━━ Gösterilen metin ━━

Kanatlı cennet

Kavurucu yaz sıcaklarından kaçmak için değişik rotalar arayanlara Atlas Dergisi Erzincan’daki Ekşisu Sazlığı’nı öneriyor.

Dicle Tuba Kılıç’ın Temmuz sayısında anlattığı sazlık, çeşit çeşit kuşları, lezzetli tulum peyniri üreten göçerleri, başka yerde görünmeyen çiçekleri, binlerce yıl öncesine dayanan buluntularıyla gizli bir cennet sanki. İlginç rotalar arayanlara öneririm.

Türkiye’nin tatilcilere sunduğu seçenekler giderek çoğalıyor. Çünkü tatile çıkanlara sadece deniz kenarında güneşlenmek, dalgalarla oynaşmak yetmiyor; tatilci macera arıyor artık. Doğanın serin soluğunu hissetmek istiyor. Dağlara, yaylalara çıkıyor. Doğa sporlarını tercih ediyor. El değmemiş coğrafyaları merak ediyor.

Türkiye bu bakımdan son derece zengin bir çeşitliliğe sahip. Şu kavurucu yaz mevsiminde, serin coğrafyalar bulmak da mümkün. Ya da her yıl yapılan deniz kenarındaki bir tatilden farklı olarak, kültürlere karışmak, doğanın mucizelerine tanık olmak, kuşların peşinden koşmak daha çekici gelebilir. Tamamen doğal bir ortamda tatilini geçirmek isteyenler için ATLAS’ın bu ayki önerisi, Erzincan’daki Ekşisu Sazlığı.

━━━
━━ Verilen kayıtlar ━━

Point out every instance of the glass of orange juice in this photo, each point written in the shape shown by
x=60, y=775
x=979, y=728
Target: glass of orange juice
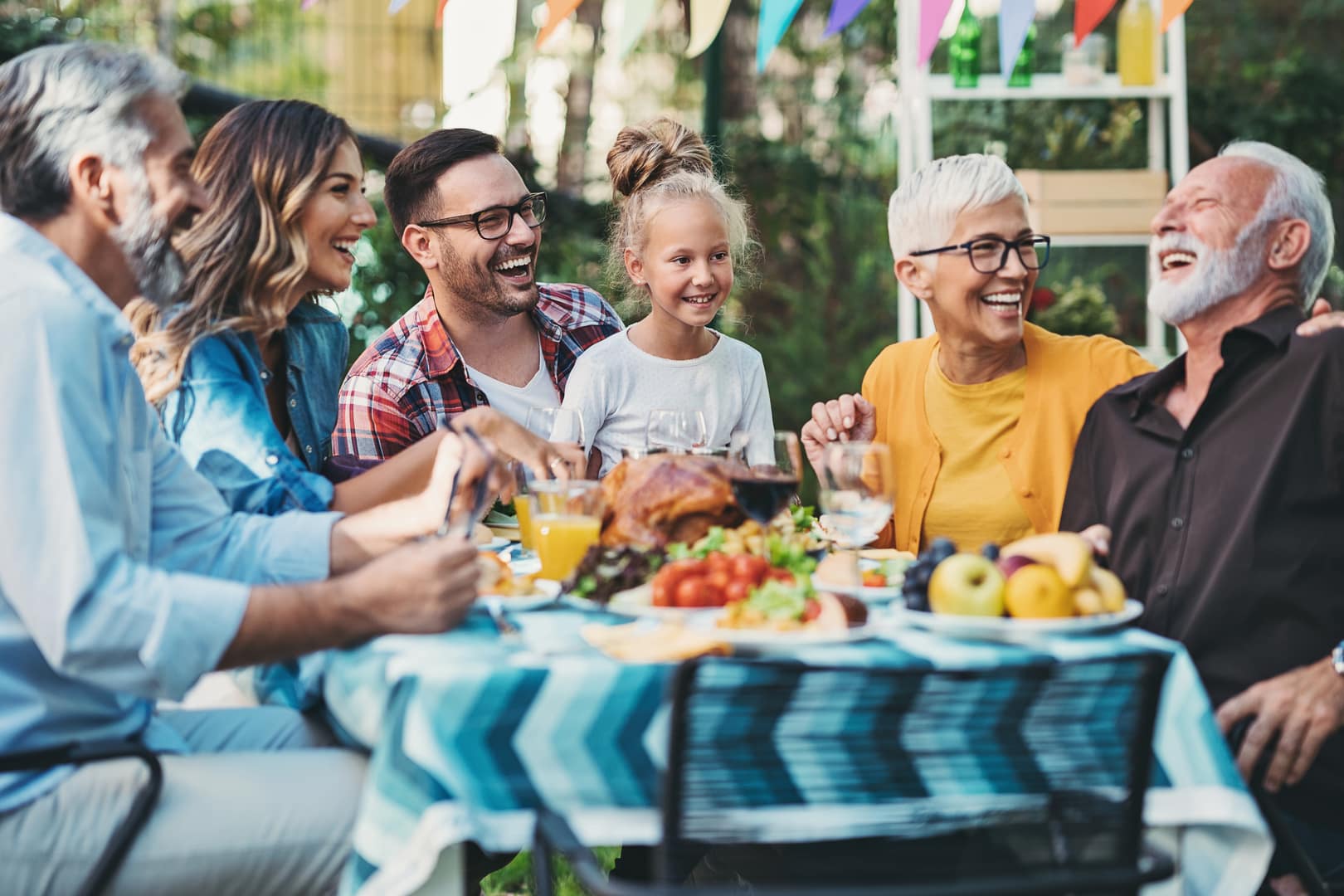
x=566, y=522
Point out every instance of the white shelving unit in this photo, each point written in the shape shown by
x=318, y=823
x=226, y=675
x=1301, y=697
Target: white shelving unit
x=1168, y=134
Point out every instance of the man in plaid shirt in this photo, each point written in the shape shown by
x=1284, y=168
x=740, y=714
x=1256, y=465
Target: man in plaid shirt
x=485, y=334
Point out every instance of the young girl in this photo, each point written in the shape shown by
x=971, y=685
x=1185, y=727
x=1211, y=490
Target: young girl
x=675, y=243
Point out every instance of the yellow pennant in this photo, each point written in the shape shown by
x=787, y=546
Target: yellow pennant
x=706, y=21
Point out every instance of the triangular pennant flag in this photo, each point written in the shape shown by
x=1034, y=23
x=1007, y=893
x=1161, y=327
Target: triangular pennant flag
x=1174, y=10
x=706, y=21
x=774, y=21
x=637, y=14
x=841, y=14
x=1014, y=22
x=555, y=14
x=1088, y=15
x=932, y=15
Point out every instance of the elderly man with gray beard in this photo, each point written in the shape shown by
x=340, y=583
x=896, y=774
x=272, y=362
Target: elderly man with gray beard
x=1220, y=477
x=123, y=574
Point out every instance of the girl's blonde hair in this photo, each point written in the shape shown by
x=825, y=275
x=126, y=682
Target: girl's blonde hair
x=661, y=162
x=246, y=254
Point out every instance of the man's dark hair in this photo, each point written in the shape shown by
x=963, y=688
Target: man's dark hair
x=409, y=190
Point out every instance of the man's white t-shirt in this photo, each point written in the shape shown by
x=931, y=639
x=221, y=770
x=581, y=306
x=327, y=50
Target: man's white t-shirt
x=615, y=384
x=514, y=402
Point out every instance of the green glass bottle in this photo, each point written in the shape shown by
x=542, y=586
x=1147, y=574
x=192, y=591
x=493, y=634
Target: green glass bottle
x=964, y=50
x=1025, y=63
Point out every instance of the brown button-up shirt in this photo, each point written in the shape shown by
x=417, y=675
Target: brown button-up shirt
x=1231, y=533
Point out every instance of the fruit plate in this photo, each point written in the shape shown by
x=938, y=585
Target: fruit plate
x=1015, y=631
x=543, y=594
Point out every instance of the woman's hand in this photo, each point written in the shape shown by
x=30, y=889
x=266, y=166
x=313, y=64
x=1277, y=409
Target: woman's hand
x=849, y=418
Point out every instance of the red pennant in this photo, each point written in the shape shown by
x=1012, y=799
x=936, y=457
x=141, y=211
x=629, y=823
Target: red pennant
x=1088, y=15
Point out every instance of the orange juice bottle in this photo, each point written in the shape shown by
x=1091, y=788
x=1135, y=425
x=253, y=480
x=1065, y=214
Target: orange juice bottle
x=1136, y=50
x=562, y=540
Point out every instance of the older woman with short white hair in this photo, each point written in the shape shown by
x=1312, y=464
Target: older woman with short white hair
x=981, y=416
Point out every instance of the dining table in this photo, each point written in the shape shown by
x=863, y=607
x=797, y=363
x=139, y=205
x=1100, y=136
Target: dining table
x=470, y=731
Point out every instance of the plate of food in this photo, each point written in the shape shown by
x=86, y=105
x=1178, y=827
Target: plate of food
x=516, y=592
x=874, y=581
x=786, y=614
x=1035, y=587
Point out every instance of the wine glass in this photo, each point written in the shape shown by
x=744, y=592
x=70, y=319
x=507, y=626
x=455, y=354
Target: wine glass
x=856, y=490
x=765, y=472
x=676, y=431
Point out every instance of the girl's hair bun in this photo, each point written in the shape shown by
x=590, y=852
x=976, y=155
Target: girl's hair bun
x=644, y=155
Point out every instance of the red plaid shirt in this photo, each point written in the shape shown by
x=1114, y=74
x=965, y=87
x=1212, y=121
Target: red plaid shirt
x=402, y=384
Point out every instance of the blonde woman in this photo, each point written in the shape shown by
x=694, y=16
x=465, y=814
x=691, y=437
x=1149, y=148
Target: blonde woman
x=247, y=367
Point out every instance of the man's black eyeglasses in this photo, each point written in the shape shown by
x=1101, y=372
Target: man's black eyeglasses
x=990, y=254
x=492, y=223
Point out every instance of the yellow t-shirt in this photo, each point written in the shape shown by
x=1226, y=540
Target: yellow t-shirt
x=973, y=500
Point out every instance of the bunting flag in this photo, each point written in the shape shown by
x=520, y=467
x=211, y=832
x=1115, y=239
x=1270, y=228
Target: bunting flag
x=1014, y=22
x=555, y=14
x=776, y=17
x=477, y=37
x=1088, y=15
x=841, y=14
x=636, y=17
x=706, y=21
x=1174, y=10
x=932, y=15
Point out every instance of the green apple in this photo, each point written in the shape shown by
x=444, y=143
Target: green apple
x=967, y=585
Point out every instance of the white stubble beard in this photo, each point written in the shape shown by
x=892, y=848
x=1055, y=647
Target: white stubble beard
x=1218, y=275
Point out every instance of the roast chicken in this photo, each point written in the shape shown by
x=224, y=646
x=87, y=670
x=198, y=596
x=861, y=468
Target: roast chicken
x=655, y=500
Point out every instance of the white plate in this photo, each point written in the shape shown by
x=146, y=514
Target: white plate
x=1015, y=631
x=544, y=594
x=773, y=641
x=867, y=596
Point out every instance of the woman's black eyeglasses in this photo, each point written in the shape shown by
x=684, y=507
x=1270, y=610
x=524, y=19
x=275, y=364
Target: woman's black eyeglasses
x=990, y=254
x=492, y=223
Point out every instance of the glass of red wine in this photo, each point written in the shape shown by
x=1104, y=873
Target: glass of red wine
x=765, y=470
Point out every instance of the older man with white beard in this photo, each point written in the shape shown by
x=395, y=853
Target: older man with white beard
x=123, y=574
x=1222, y=476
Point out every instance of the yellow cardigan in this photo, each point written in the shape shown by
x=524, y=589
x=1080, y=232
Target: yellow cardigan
x=1064, y=375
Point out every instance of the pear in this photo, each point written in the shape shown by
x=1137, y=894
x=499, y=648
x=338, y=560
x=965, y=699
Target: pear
x=1069, y=553
x=1110, y=589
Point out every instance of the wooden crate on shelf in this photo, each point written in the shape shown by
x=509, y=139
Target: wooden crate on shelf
x=1070, y=203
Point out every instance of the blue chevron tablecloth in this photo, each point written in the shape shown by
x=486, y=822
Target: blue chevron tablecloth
x=470, y=735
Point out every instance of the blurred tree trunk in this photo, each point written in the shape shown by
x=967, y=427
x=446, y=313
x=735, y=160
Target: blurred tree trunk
x=578, y=104
x=515, y=71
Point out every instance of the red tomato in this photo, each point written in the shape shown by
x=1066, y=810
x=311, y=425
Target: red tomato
x=694, y=592
x=749, y=567
x=717, y=562
x=737, y=590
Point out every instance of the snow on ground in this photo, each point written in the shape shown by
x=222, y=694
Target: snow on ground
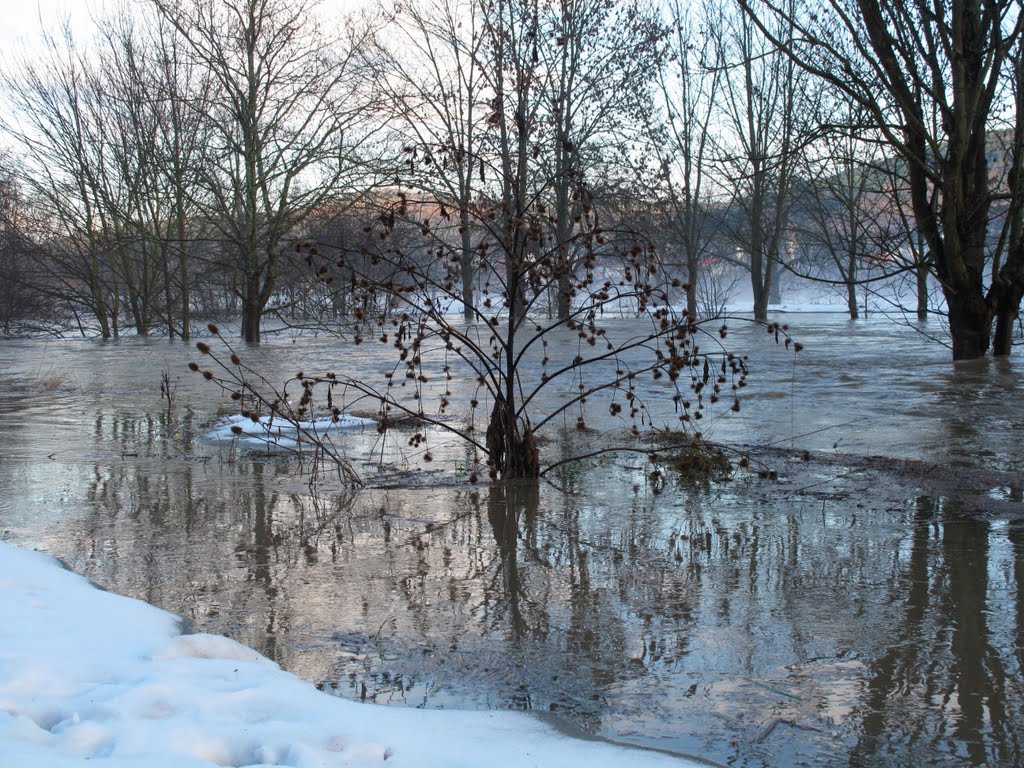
x=93, y=679
x=276, y=432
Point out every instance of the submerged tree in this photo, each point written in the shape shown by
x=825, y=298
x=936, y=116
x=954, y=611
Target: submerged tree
x=934, y=78
x=287, y=117
x=516, y=352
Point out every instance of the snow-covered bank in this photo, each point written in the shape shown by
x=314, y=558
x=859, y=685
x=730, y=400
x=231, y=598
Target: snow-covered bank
x=89, y=678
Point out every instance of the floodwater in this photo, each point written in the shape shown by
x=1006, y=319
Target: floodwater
x=836, y=614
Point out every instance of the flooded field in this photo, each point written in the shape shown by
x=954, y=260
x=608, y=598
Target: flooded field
x=842, y=610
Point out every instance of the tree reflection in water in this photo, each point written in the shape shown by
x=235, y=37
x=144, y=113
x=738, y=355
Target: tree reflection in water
x=745, y=623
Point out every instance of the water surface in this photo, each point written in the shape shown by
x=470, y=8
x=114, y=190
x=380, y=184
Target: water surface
x=838, y=615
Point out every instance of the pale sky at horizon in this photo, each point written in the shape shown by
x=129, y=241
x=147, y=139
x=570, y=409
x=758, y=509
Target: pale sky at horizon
x=24, y=19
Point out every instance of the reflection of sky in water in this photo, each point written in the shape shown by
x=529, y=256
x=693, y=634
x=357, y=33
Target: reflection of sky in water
x=847, y=623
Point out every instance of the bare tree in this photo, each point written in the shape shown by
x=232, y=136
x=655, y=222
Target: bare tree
x=761, y=91
x=598, y=59
x=690, y=83
x=933, y=78
x=289, y=112
x=434, y=78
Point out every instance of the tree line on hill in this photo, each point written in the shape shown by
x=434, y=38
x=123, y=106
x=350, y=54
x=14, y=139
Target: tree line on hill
x=253, y=158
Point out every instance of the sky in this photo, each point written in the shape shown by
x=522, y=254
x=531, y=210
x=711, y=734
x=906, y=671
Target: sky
x=90, y=679
x=23, y=19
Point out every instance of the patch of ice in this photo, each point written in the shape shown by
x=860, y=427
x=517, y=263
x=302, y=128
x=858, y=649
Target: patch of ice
x=89, y=679
x=274, y=432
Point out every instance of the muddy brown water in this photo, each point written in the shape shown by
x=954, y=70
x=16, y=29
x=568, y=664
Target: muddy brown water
x=849, y=611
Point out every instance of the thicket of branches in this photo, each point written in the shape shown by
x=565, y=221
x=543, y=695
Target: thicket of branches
x=180, y=162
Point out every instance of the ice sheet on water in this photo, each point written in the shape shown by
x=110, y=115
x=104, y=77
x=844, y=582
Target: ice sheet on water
x=275, y=432
x=92, y=679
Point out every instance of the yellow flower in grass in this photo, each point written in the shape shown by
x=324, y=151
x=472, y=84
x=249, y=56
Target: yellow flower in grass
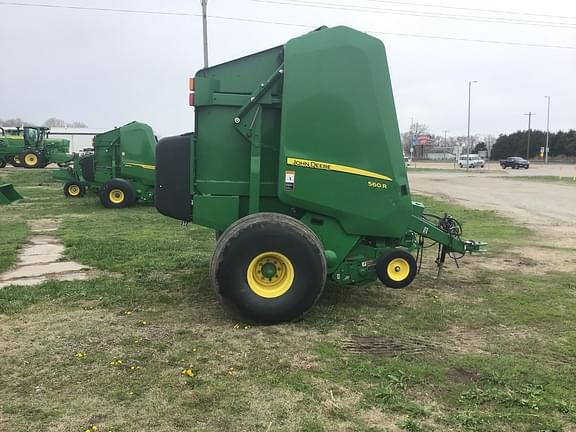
x=188, y=372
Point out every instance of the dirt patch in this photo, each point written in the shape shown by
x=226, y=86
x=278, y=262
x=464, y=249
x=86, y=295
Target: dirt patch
x=391, y=346
x=41, y=259
x=449, y=342
x=463, y=375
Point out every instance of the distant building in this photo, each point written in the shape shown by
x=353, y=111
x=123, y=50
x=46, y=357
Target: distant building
x=79, y=138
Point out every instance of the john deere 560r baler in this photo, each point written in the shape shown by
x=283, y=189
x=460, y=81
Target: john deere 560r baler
x=296, y=160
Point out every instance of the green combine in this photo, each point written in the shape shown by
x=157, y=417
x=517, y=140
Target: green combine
x=120, y=168
x=30, y=147
x=296, y=162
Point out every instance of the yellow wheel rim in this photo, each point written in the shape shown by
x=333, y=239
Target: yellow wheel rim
x=398, y=269
x=31, y=159
x=73, y=190
x=116, y=196
x=270, y=274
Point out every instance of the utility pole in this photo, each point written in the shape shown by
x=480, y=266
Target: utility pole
x=205, y=31
x=468, y=139
x=530, y=114
x=547, y=131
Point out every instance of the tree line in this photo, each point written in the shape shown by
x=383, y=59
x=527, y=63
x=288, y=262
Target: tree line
x=516, y=144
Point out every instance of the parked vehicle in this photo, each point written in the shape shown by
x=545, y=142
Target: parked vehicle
x=30, y=147
x=514, y=162
x=276, y=167
x=471, y=161
x=120, y=167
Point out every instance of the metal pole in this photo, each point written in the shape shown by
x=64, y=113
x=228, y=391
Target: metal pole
x=547, y=131
x=468, y=139
x=530, y=114
x=205, y=31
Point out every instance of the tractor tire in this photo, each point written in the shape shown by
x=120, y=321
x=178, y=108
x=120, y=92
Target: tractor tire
x=31, y=159
x=396, y=269
x=117, y=193
x=268, y=268
x=14, y=161
x=74, y=189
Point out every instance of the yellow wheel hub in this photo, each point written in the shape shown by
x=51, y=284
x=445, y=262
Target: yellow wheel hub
x=116, y=196
x=270, y=274
x=31, y=159
x=398, y=269
x=73, y=190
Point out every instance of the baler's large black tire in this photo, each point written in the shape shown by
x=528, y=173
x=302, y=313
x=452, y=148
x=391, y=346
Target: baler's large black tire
x=268, y=268
x=14, y=161
x=117, y=193
x=396, y=269
x=31, y=159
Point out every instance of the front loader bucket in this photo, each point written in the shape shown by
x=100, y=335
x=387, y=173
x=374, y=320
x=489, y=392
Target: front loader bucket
x=8, y=194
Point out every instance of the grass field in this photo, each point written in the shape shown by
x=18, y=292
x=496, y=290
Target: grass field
x=146, y=346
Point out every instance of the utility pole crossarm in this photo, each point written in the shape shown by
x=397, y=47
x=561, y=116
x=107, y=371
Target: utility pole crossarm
x=529, y=114
x=205, y=31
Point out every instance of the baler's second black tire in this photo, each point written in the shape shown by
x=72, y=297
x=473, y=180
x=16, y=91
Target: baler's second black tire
x=117, y=193
x=397, y=268
x=268, y=268
x=74, y=189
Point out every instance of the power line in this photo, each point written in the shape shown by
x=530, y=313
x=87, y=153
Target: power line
x=258, y=21
x=435, y=15
x=473, y=9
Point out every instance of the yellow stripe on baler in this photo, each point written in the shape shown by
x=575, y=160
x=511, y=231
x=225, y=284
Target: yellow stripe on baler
x=335, y=167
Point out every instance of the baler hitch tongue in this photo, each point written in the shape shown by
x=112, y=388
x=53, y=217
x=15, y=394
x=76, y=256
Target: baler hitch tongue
x=475, y=246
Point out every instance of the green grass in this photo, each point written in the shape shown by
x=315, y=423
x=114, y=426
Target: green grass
x=479, y=350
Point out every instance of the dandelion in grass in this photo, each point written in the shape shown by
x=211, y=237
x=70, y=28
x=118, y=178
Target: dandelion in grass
x=188, y=372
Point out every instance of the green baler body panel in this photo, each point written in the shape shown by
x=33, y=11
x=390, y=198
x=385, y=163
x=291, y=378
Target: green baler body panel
x=222, y=156
x=333, y=105
x=308, y=129
x=338, y=116
x=125, y=152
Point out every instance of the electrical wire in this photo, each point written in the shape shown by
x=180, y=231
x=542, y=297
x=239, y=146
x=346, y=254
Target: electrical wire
x=259, y=21
x=473, y=9
x=435, y=15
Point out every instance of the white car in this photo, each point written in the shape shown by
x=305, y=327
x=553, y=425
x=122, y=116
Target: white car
x=471, y=161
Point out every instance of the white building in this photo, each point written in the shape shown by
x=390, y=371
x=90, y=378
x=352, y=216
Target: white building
x=80, y=138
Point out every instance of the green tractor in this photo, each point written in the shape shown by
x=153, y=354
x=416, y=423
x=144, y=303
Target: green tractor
x=296, y=162
x=120, y=167
x=30, y=147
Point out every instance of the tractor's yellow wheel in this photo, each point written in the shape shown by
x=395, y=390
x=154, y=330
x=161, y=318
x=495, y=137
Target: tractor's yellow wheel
x=31, y=160
x=270, y=274
x=73, y=190
x=116, y=196
x=397, y=268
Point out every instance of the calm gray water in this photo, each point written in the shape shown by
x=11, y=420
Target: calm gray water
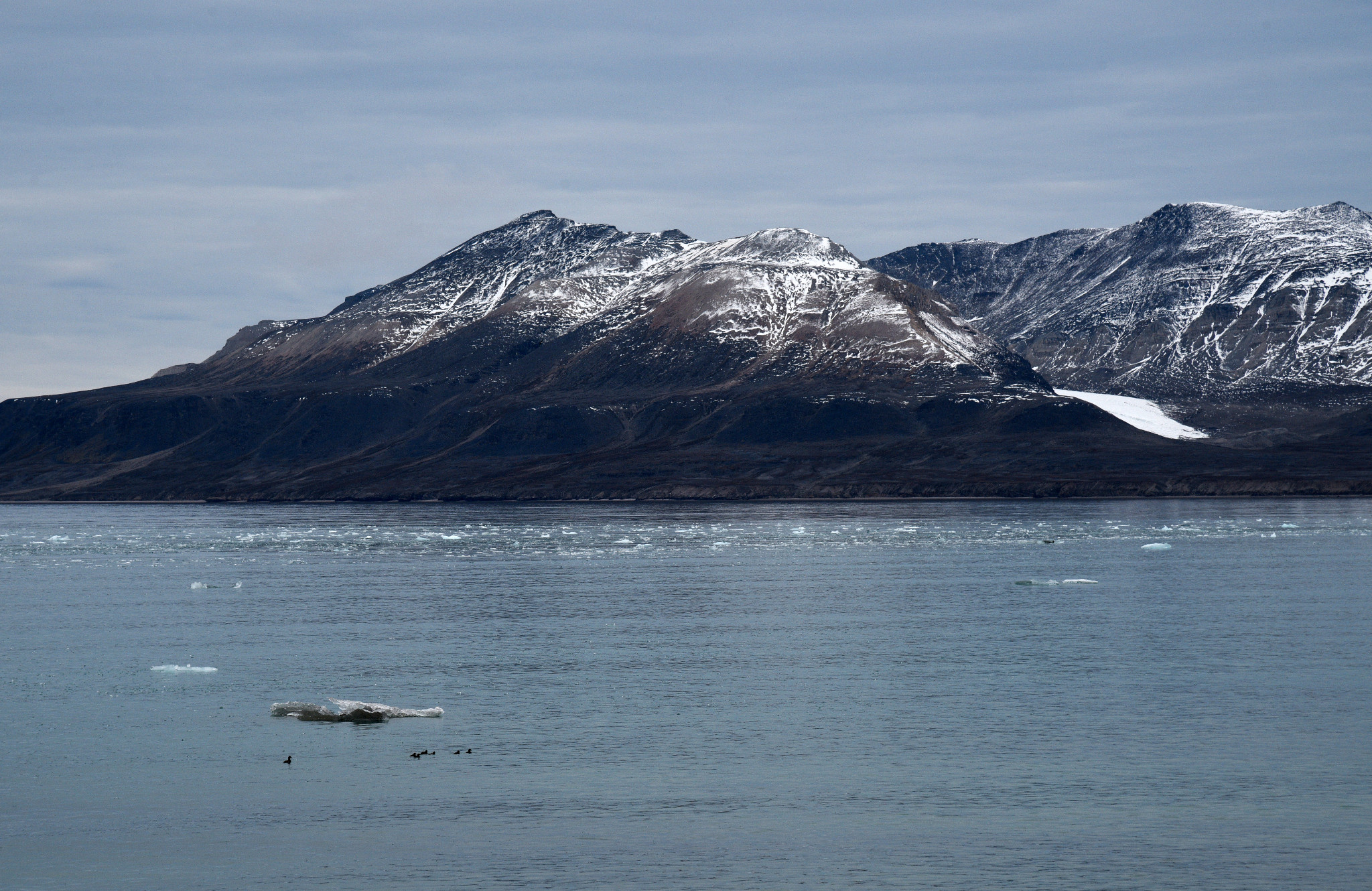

━━━

Ekşisu Sazlığı'nı tanıtan metni son cümlesinden sonra gelecek biçimde sürdürün. Kayıtlar, metinden bağımsız ayrı bir malzemedir.

■ Görev sonucu ■
YAŞAMIN KAYNAĞI EKŞİSU

Erzincan şehir merkezinin 11 kilometre doğusunda ve farklı özellikleriyle dikkat çeken bir sulak alan kompleksi. Hem tatlı, hem de tuzlu toprakları, alanı kuş cennetine çeviren sazlıkları, turnaları, dünyada başka hiçbir yerde yaşamayan Sonchus Erzincanicus isimli çiçeği, tulum peyniri, göçerleri ve Urartulara uzanan yaşam öyküleriyle keşfi bitmeyecek bir coğrafya burası.

Uydudan bakınca ak bir leke gibi görünür Ekşisu. Erzincan Ovası’na yayılmış beyaz bir buluta benzer. Oysa içine girince yemyeşil sazlıklar, bozkır çiçekleriyle boyanmış renkli çayırlar uzanır önünüzde. Bahar gelince masmavi bir göl kucaklar gözlerinizi. Saztepe’de, mavinin kenarında zümrüt yeşili bir başka gölcük beliriverir, şimdi gözlerinizin yeşile akma zamanıdır.

Ekşisu Sazlığı, karlı dağların ortasında avuç içi kadar bir yer kaplasa da, binlerce yıldır yaşamın kaynağı olmaya devam ediyor. Orada insan, doğa ve coğrafya birlikte şekilleniyor, birlikte can buluyor. Fay hattından dökülen pınarlar ve Keşiş Dağı’ndan süzülen sularla besleniyor. Bunların tümü sonunda Fırat Nehri’ne dökülüyor.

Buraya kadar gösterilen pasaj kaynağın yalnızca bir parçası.